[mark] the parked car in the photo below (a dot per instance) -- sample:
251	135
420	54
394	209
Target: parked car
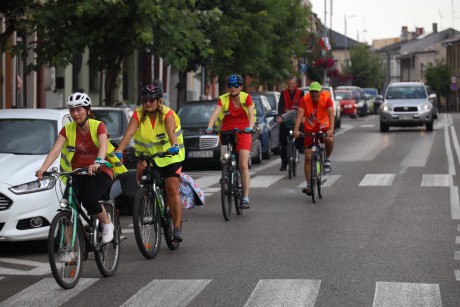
116	120
348	105
406	104
273	98
361	100
200	147
270	129
337	109
374	104
27	206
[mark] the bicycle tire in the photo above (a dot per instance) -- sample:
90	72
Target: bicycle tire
168	226
290	160
226	192
108	255
67	274
238	192
313	178
147	223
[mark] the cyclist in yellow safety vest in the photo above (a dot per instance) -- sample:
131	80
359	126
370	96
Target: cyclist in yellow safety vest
235	109
84	143
156	128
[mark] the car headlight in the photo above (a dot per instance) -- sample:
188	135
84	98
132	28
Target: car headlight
34	186
426	106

§ **Exercise objective**:
For each line in the data above that contains the string "sample", extract the line.

§ **Result**:
[mark] the parked car in the photo below (a dot per instance) -- sample:
[mark] the bicycle tire in the photo above (a dot per instance) -- sample:
[mark] the cyclist in yellow safety vest in the photo above (a dot per instance) -- sample:
[mark] the car headlight in the photo above (a dot per instance) -- sample:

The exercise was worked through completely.